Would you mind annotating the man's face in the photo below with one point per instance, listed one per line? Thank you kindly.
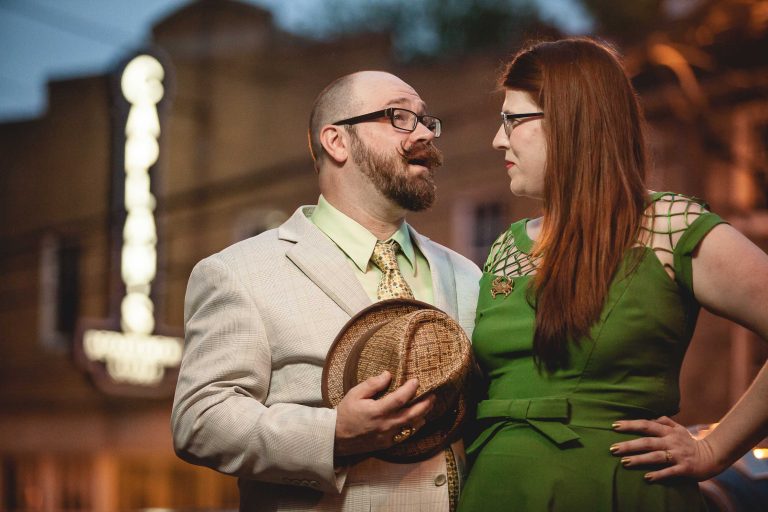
(390, 172)
(400, 164)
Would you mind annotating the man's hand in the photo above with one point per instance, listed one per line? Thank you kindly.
(367, 425)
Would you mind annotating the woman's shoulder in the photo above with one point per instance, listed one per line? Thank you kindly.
(670, 214)
(511, 246)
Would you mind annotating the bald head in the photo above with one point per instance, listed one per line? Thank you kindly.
(346, 97)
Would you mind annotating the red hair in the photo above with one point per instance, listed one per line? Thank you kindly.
(594, 191)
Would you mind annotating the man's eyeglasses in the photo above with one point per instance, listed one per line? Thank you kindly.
(510, 121)
(402, 119)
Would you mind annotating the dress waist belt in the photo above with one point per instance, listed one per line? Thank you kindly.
(553, 416)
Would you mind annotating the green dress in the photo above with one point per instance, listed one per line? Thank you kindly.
(544, 438)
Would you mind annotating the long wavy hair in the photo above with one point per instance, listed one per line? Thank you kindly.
(594, 190)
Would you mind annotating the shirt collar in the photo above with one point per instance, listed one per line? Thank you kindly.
(353, 239)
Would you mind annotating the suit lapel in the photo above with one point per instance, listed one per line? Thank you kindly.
(443, 277)
(323, 262)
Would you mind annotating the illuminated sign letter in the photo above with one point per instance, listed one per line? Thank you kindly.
(136, 357)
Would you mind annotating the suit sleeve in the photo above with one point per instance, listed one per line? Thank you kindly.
(219, 418)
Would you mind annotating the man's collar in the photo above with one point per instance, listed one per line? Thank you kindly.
(355, 240)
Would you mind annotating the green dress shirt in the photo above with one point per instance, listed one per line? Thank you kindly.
(357, 244)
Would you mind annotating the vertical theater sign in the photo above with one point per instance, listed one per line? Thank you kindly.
(129, 353)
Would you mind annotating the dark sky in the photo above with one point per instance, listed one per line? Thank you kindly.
(54, 39)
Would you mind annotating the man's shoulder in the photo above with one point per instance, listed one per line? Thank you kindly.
(461, 263)
(269, 243)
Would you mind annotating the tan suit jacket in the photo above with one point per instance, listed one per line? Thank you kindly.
(259, 319)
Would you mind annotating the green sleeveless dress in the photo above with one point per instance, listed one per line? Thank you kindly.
(544, 438)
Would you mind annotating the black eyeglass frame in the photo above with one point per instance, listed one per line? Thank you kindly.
(390, 114)
(508, 119)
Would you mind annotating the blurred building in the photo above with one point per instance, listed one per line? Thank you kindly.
(233, 161)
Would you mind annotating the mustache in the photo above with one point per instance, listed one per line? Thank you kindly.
(425, 154)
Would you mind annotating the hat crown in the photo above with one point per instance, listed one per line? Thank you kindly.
(409, 339)
(424, 344)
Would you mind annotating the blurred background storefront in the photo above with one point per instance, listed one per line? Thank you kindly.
(219, 150)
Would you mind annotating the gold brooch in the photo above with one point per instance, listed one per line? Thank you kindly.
(501, 285)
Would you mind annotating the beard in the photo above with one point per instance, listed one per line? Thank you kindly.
(389, 173)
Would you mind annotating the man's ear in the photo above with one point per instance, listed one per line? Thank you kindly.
(335, 142)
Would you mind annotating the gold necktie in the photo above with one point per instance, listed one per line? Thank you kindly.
(392, 284)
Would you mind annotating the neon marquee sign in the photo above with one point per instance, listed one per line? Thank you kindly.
(135, 359)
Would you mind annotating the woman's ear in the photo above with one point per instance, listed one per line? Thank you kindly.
(335, 142)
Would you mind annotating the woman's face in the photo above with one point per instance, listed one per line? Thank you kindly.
(525, 149)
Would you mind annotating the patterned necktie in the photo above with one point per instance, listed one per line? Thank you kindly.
(392, 284)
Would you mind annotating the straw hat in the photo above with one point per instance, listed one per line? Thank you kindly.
(410, 339)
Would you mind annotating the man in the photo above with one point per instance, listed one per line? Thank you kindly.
(261, 315)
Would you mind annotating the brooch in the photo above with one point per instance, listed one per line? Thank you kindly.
(501, 285)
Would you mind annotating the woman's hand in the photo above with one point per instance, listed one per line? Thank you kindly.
(667, 444)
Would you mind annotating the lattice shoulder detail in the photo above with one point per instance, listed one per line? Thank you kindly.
(665, 220)
(506, 259)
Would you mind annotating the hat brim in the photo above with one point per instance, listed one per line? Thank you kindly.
(431, 438)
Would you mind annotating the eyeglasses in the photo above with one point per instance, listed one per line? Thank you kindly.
(401, 118)
(510, 121)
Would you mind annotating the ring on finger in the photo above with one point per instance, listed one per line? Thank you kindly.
(406, 431)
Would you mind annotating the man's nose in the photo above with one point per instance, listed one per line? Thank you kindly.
(422, 133)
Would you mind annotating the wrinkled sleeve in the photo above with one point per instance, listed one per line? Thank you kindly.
(219, 419)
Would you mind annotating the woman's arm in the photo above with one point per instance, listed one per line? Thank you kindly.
(730, 279)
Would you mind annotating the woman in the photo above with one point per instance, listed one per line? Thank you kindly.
(616, 275)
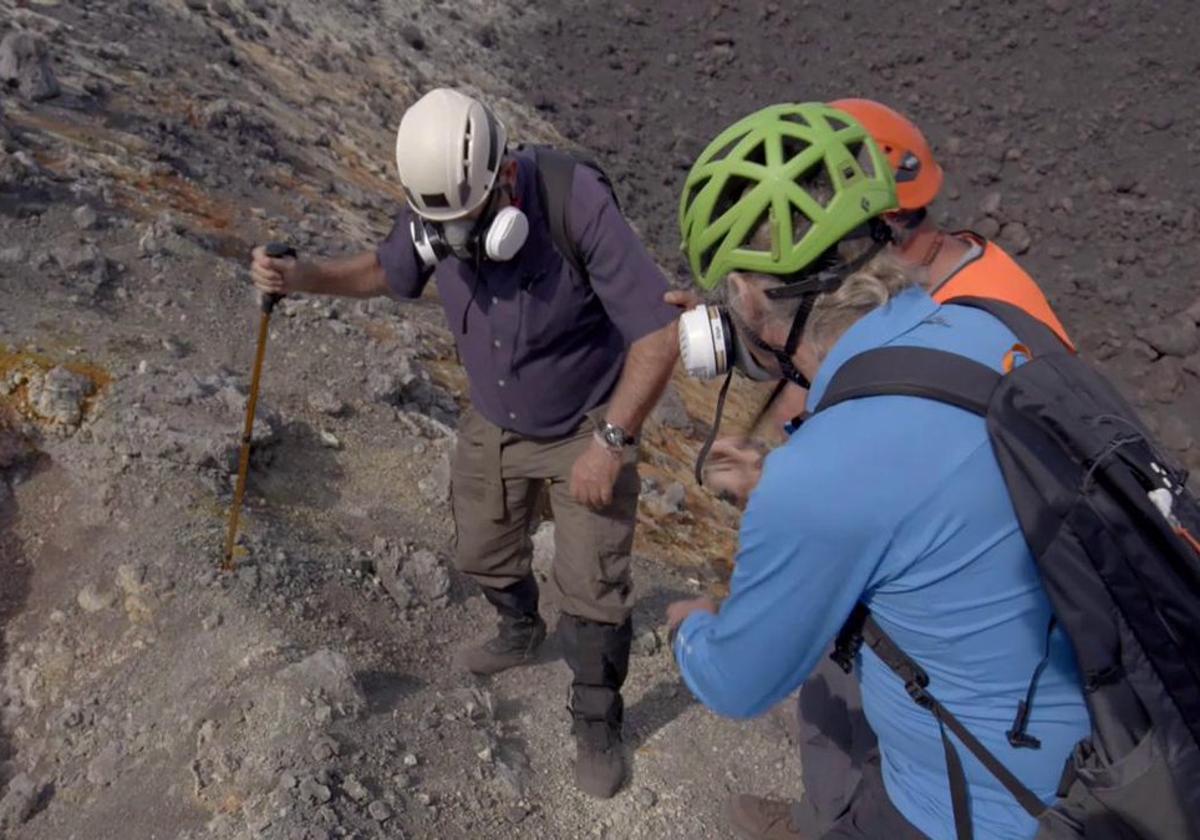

□ □ □

* Instructions to follow:
The answer must consist solely of the lines from the one with "Would you mind annotating the woman in" through the final line of the data, each reproduced exactly and with pictures omitted.

* Solution for this exercise:
Would you mind annotating the woman in the photo above with one point per instance, listed one per line? Thank you kindly.
(616, 275)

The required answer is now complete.